* **Письменное задание 1**:
Перепишите отрывок о посещении училища государем от слов «А между тем» до слов «жилой части училища.», везде заменив «юнкера» на «кадеты».

* **Отрывок для чтения**:
--------------------------------------------------

Это было первое посещение государем училища с тех пор, как Резвый был назначен вместо Розена, именно для того, чтобы водворить порядок, "подтянуть". Нелестные слова услышал Орест Павлович от монарха. Ясно было, что не столько самый проступок вызвал гнев его, сколько то, что виновный не признавался, не взирая, на тут же выраженную высочайшую волю.
А между тем юнкера не признавались только потому, что были просто ошеломлены, потому что сам прием расследования был мгновенный, ошеломляющий. Как мы увидим в конце этого очерка, юнкера умели честно и смело виниться в своих проступках, не взирая, на суровость ожидавших их кар. Из второго взвода надо было государю вернуться в караульную залу, чтобы подняться во 2-й этаж. Караульная зала, в которой стоит на высоком пьедестале бюст императора Александра I-го, находилась в центре жилой части училища.

--------------------------------------------------

* **Исходные данные**:
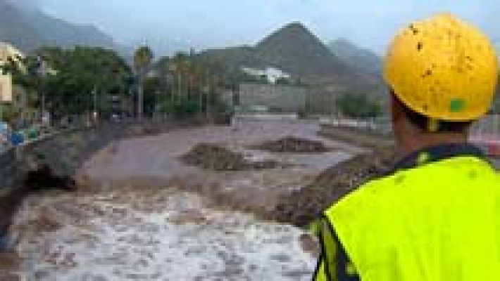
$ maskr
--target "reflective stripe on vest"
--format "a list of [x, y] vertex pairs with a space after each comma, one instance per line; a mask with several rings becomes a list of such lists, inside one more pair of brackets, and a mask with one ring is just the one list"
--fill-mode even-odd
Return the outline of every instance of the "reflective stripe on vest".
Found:
[[363, 185], [325, 216], [363, 281], [500, 280], [500, 176], [459, 156]]

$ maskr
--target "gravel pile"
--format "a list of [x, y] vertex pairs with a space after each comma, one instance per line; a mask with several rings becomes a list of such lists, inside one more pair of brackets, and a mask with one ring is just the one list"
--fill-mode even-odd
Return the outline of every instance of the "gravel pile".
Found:
[[319, 140], [287, 136], [277, 140], [270, 140], [254, 145], [252, 149], [268, 150], [272, 152], [323, 153], [331, 150]]
[[251, 162], [242, 154], [210, 143], [201, 143], [180, 157], [185, 164], [213, 171], [244, 171], [274, 169], [275, 161]]
[[389, 171], [394, 156], [392, 149], [379, 150], [329, 168], [311, 184], [282, 197], [268, 218], [305, 226], [359, 185]]

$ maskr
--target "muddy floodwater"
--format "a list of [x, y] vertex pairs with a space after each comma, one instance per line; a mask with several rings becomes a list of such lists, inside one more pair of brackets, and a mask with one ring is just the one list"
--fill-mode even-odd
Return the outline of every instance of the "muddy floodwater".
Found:
[[[111, 143], [79, 171], [79, 191], [24, 202], [11, 230], [18, 261], [8, 274], [35, 280], [308, 280], [314, 239], [252, 210], [272, 210], [279, 196], [359, 152], [318, 137], [318, 129], [308, 122], [246, 121]], [[249, 149], [289, 136], [331, 150]], [[214, 171], [179, 160], [201, 143], [287, 165]]]

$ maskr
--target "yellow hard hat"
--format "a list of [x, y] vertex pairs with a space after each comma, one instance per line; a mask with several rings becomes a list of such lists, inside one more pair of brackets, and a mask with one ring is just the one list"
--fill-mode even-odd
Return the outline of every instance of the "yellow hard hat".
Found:
[[434, 119], [474, 120], [488, 111], [494, 96], [498, 58], [480, 30], [442, 13], [396, 36], [384, 78], [413, 111]]

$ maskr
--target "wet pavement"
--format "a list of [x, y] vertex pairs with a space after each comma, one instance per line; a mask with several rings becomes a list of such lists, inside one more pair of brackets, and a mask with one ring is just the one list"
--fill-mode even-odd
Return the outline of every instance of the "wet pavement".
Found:
[[[18, 261], [4, 274], [39, 280], [310, 280], [317, 256], [313, 239], [252, 214], [270, 211], [280, 196], [359, 150], [317, 136], [313, 122], [239, 126], [180, 129], [108, 145], [79, 171], [78, 192], [25, 200], [11, 230]], [[249, 149], [289, 136], [320, 140], [332, 150], [309, 155]], [[179, 161], [200, 143], [290, 165], [216, 172]]]

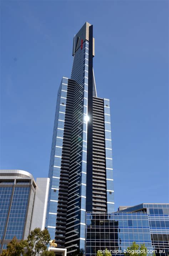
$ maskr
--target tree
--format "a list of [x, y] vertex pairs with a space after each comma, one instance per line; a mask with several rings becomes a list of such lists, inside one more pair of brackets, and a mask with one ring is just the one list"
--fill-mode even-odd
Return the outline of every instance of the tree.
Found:
[[55, 256], [55, 255], [54, 252], [48, 251], [45, 251], [42, 254], [42, 256]]
[[14, 236], [7, 245], [7, 249], [3, 250], [1, 255], [2, 256], [18, 256], [22, 253], [24, 256], [26, 255], [25, 248], [28, 244], [26, 240], [21, 240], [18, 242], [16, 236]]
[[27, 240], [28, 244], [26, 255], [43, 255], [50, 240], [50, 235], [47, 230], [41, 231], [39, 228], [36, 228], [32, 230]]
[[73, 254], [73, 256], [83, 256], [83, 255], [84, 255], [84, 250], [83, 248], [78, 248], [75, 252]]
[[46, 251], [50, 240], [47, 230], [41, 231], [36, 228], [32, 230], [26, 240], [17, 241], [14, 237], [7, 245], [6, 250], [3, 250], [2, 256], [54, 256], [53, 252]]

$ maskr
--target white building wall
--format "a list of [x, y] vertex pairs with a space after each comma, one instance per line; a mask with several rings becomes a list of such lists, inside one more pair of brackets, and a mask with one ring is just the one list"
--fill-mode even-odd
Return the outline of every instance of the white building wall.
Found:
[[37, 178], [31, 230], [35, 228], [45, 229], [49, 192], [49, 178]]

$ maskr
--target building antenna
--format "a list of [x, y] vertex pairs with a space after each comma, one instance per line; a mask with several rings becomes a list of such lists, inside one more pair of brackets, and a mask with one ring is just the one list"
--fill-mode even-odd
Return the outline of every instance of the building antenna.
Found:
[[73, 57], [75, 57], [75, 37], [76, 37], [76, 35], [75, 35], [75, 39], [74, 40], [74, 54], [73, 54]]

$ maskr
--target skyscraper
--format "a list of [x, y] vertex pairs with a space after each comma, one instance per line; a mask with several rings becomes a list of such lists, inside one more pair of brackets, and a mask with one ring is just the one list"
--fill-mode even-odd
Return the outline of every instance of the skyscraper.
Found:
[[46, 227], [71, 255], [85, 248], [86, 212], [114, 210], [109, 100], [97, 96], [93, 26], [75, 36], [71, 78], [57, 95]]

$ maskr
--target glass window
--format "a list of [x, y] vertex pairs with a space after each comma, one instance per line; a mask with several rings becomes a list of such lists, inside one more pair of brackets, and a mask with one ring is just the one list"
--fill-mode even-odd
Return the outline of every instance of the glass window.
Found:
[[149, 209], [150, 214], [154, 214], [154, 209], [153, 208], [150, 208]]

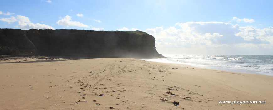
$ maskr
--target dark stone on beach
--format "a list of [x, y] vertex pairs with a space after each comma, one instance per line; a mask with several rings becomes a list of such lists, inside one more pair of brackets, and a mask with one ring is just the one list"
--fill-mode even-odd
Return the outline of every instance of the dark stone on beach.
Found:
[[155, 41], [152, 36], [139, 31], [0, 29], [0, 55], [164, 57], [156, 50]]

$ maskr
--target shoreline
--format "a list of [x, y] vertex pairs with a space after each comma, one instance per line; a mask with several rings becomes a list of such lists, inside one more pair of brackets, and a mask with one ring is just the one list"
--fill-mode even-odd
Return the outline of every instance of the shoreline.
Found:
[[[184, 59], [183, 58], [175, 58], [175, 59]], [[167, 59], [143, 59], [146, 61], [154, 61], [157, 62], [163, 63], [167, 63], [173, 64], [180, 64], [190, 65], [196, 67], [202, 68], [206, 69], [215, 69], [219, 70], [231, 71], [235, 72], [244, 73], [251, 74], [264, 75], [269, 76], [273, 76], [273, 73], [262, 72], [260, 71], [255, 71], [250, 70], [245, 70], [237, 68], [231, 68], [221, 66], [220, 65], [204, 65], [201, 64], [197, 64], [195, 63], [183, 63], [178, 61], [174, 61], [168, 60]]]
[[[271, 76], [131, 58], [0, 65], [1, 109], [269, 109], [273, 105]], [[267, 103], [218, 102], [235, 100]]]

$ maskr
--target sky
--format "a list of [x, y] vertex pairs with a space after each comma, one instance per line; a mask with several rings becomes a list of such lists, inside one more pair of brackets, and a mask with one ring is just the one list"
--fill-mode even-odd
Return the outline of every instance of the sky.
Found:
[[1, 0], [0, 28], [140, 30], [162, 54], [273, 55], [272, 0]]

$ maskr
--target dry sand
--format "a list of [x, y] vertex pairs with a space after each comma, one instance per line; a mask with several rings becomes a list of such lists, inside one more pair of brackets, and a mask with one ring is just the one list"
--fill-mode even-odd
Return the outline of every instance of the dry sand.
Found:
[[[3, 62], [1, 110], [268, 110], [273, 107], [272, 76], [130, 58]], [[218, 102], [235, 100], [266, 100], [267, 103], [232, 105]], [[87, 101], [77, 102], [79, 100]], [[174, 101], [179, 105], [174, 106]]]

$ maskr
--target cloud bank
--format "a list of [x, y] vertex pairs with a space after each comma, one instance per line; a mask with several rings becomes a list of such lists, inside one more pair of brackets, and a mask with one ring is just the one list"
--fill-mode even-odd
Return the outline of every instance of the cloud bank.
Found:
[[5, 13], [0, 11], [0, 15], [3, 14], [5, 15], [10, 15], [11, 14], [14, 14], [14, 13], [12, 13], [10, 12], [7, 12], [6, 13]]
[[235, 54], [243, 50], [246, 54], [259, 54], [251, 52], [272, 50], [273, 47], [271, 27], [261, 29], [230, 23], [191, 22], [145, 31], [155, 37], [157, 49], [163, 53]]
[[232, 19], [233, 20], [236, 21], [237, 23], [245, 22], [245, 23], [254, 23], [255, 22], [255, 21], [253, 19], [249, 19], [247, 18], [244, 18], [243, 19], [240, 19], [236, 17], [233, 17]]
[[68, 27], [69, 26], [78, 26], [79, 27], [88, 27], [88, 26], [78, 21], [72, 21], [71, 17], [66, 15], [56, 22], [59, 25], [63, 25]]
[[99, 20], [96, 20], [96, 19], [93, 19], [93, 20], [95, 21], [96, 22], [98, 22], [99, 23], [101, 23], [101, 22], [102, 22], [101, 21]]
[[51, 3], [51, 2], [52, 2], [52, 1], [50, 0], [47, 0], [46, 1], [46, 2], [47, 2], [48, 3]]
[[9, 18], [2, 18], [0, 20], [11, 23], [17, 22], [18, 25], [16, 26], [22, 30], [29, 30], [31, 29], [55, 29], [54, 28], [44, 24], [39, 23], [34, 24], [30, 21], [29, 18], [24, 16], [17, 15], [16, 17], [11, 16]]

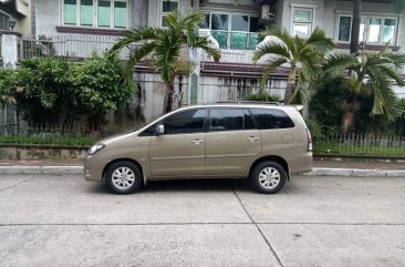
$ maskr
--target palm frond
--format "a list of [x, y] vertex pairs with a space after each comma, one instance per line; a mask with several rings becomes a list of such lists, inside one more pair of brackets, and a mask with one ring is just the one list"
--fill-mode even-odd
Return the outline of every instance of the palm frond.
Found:
[[134, 73], [134, 66], [136, 63], [145, 58], [147, 54], [152, 53], [152, 51], [155, 49], [156, 43], [145, 43], [137, 48], [134, 52], [129, 54], [128, 61], [124, 65], [124, 79], [125, 83], [131, 88], [135, 89], [133, 73]]
[[325, 58], [323, 65], [323, 74], [326, 76], [340, 75], [344, 70], [352, 69], [357, 64], [354, 55], [343, 52], [330, 54]]
[[154, 65], [160, 70], [164, 82], [170, 83], [176, 75], [176, 63], [181, 50], [181, 42], [178, 41], [178, 38], [164, 35], [155, 47]]
[[374, 105], [372, 114], [385, 115], [388, 121], [394, 121], [402, 111], [397, 106], [397, 97], [390, 86], [390, 82], [384, 73], [370, 71], [370, 78], [373, 88]]

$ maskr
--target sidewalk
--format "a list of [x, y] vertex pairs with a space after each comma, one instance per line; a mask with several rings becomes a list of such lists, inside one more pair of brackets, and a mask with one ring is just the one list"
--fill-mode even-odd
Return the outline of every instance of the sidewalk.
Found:
[[[1, 160], [1, 174], [83, 174], [82, 160]], [[313, 170], [304, 176], [405, 177], [405, 163], [388, 162], [313, 162]]]

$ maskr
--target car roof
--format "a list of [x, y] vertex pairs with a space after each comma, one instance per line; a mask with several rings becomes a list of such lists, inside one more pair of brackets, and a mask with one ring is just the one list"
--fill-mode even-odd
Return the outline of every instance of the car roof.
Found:
[[278, 109], [278, 110], [292, 109], [300, 111], [302, 110], [303, 105], [283, 105], [282, 103], [277, 102], [260, 102], [260, 101], [239, 101], [239, 102], [226, 101], [212, 104], [189, 105], [186, 107], [180, 107], [178, 110], [207, 109], [207, 107], [261, 107], [261, 109]]

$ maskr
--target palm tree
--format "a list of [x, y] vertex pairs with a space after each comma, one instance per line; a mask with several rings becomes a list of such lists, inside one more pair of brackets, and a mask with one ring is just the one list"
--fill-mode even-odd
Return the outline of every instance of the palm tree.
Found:
[[143, 59], [152, 55], [152, 68], [160, 72], [162, 80], [167, 88], [164, 111], [170, 112], [173, 105], [174, 82], [178, 73], [180, 54], [184, 49], [202, 49], [215, 62], [220, 59], [220, 51], [207, 37], [199, 37], [197, 24], [204, 19], [202, 13], [181, 16], [178, 12], [166, 16], [167, 28], [139, 27], [126, 32], [111, 49], [116, 53], [133, 42], [141, 44], [131, 52], [126, 63], [126, 81], [134, 86], [133, 69]]
[[373, 107], [371, 115], [385, 115], [388, 121], [402, 114], [398, 100], [391, 88], [391, 81], [398, 85], [405, 85], [401, 76], [401, 70], [405, 65], [405, 54], [393, 53], [388, 43], [380, 51], [363, 53], [360, 55], [349, 53], [335, 53], [325, 59], [324, 79], [352, 73], [350, 75], [350, 96], [342, 104], [342, 133], [353, 131], [354, 115], [359, 110], [359, 96], [371, 95]]
[[335, 43], [325, 33], [315, 28], [308, 39], [291, 37], [283, 28], [267, 28], [261, 35], [273, 37], [276, 40], [260, 44], [255, 51], [253, 61], [270, 55], [266, 62], [260, 88], [264, 90], [267, 79], [277, 68], [289, 66], [284, 103], [307, 102], [310, 97], [311, 81], [321, 70], [324, 53], [331, 51]]
[[350, 40], [350, 52], [352, 54], [359, 53], [361, 13], [362, 13], [362, 0], [354, 0], [353, 23], [352, 23], [352, 34], [351, 34], [352, 38]]

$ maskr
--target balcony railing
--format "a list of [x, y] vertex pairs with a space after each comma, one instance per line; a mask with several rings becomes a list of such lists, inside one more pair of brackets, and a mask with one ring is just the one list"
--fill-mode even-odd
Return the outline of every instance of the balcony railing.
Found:
[[218, 41], [219, 49], [227, 50], [255, 50], [259, 43], [257, 32], [210, 31], [211, 37]]

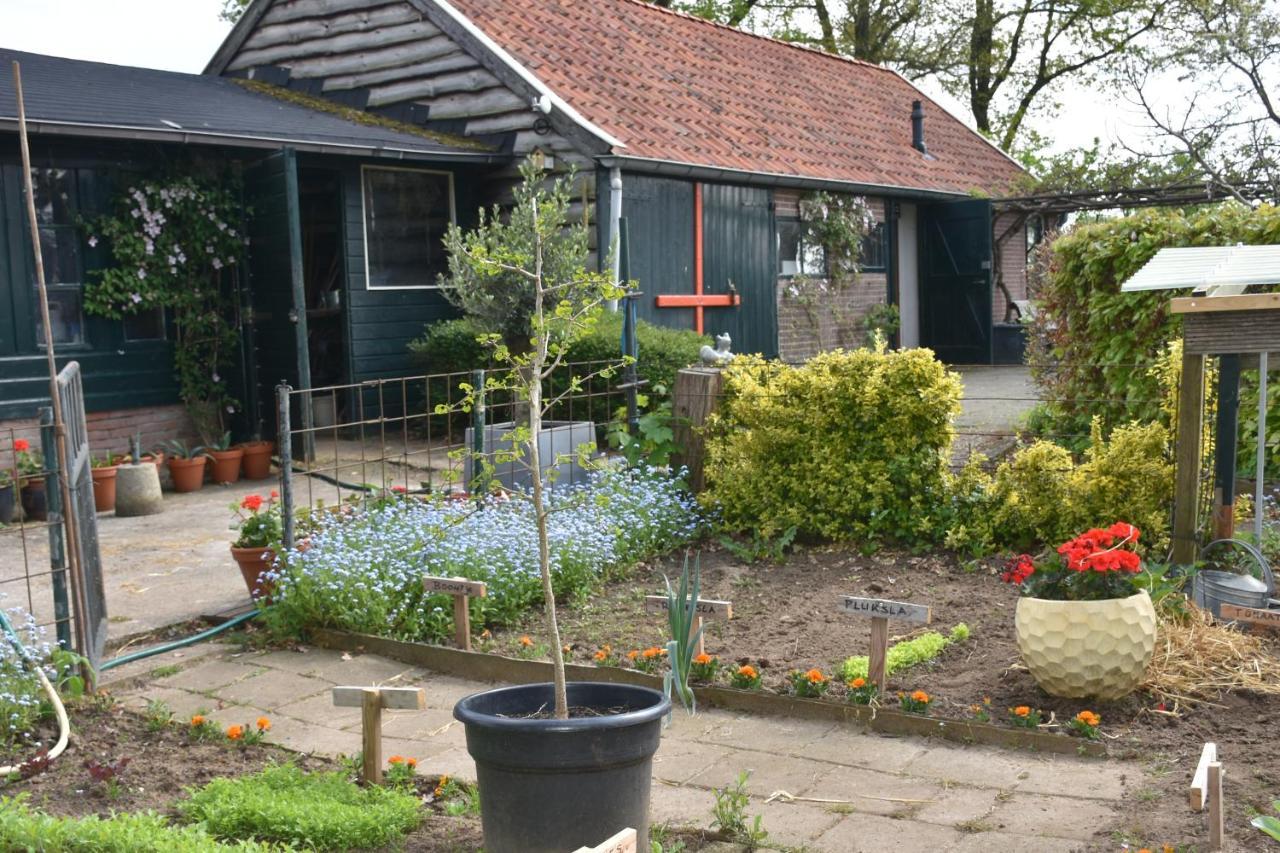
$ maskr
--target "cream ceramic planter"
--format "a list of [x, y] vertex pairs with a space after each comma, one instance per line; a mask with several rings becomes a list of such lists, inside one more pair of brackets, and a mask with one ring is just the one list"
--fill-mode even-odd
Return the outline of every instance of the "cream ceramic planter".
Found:
[[1106, 601], [1019, 598], [1014, 626], [1023, 662], [1050, 695], [1128, 695], [1156, 649], [1156, 608], [1146, 592]]

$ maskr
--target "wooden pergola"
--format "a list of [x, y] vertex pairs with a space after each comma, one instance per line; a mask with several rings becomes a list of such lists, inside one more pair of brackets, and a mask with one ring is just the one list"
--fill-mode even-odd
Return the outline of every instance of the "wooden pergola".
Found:
[[1280, 293], [1190, 296], [1172, 300], [1183, 315], [1183, 379], [1178, 398], [1178, 473], [1174, 493], [1172, 560], [1194, 562], [1204, 405], [1204, 360], [1219, 359], [1219, 402], [1213, 461], [1215, 538], [1234, 533], [1236, 426], [1240, 370], [1260, 371], [1257, 521], [1261, 534], [1266, 451], [1267, 371], [1280, 368]]

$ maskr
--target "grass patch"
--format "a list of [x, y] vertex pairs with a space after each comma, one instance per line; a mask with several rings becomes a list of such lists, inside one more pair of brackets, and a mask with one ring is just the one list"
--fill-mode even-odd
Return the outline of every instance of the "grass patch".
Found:
[[392, 844], [421, 820], [417, 799], [410, 793], [360, 788], [340, 772], [306, 774], [293, 765], [215, 779], [178, 808], [218, 838], [252, 838], [317, 850]]
[[51, 817], [33, 812], [26, 803], [26, 795], [19, 795], [0, 797], [0, 849], [41, 853], [269, 853], [278, 848], [256, 841], [223, 844], [201, 826], [172, 826], [152, 812], [108, 818], [96, 815]]

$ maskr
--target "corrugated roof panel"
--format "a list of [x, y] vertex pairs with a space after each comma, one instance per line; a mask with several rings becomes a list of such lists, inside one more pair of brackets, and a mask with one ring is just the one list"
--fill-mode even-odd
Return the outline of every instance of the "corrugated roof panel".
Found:
[[1280, 284], [1280, 246], [1161, 248], [1120, 289], [1170, 291]]

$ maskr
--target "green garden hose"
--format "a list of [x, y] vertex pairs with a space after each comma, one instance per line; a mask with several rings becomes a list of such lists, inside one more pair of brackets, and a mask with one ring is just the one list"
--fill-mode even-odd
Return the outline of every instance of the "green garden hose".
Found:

--------------------------------------------------

* **Письменное задание 2**:
Какие строки записей содержат строку «wall»? Выпишите каждую такую строку целиком с учетом регистра.

* **Письменный ответ 1**:
А между тем кадеты не признавались только потому, что были просто ошеломлены, потому что сам прием расследования был мгновенный, ошеломляющий. Как мы увидим в конце этого очерка, кадеты умели честно и смело виниться в своих проступках, не взирая, на суровость ожидавших их кар. Из второго взвода надо было государю вернуться в караульную залу, чтобы подняться во 2-й этаж. Караульная зала, в которой стоит на высоком пьедестале бюст императора Александра I-го, находилась в центре жилой части училища.

* **Письменный ответ 2**:
--target white building wall
Return the outline of every instance of the white building wall.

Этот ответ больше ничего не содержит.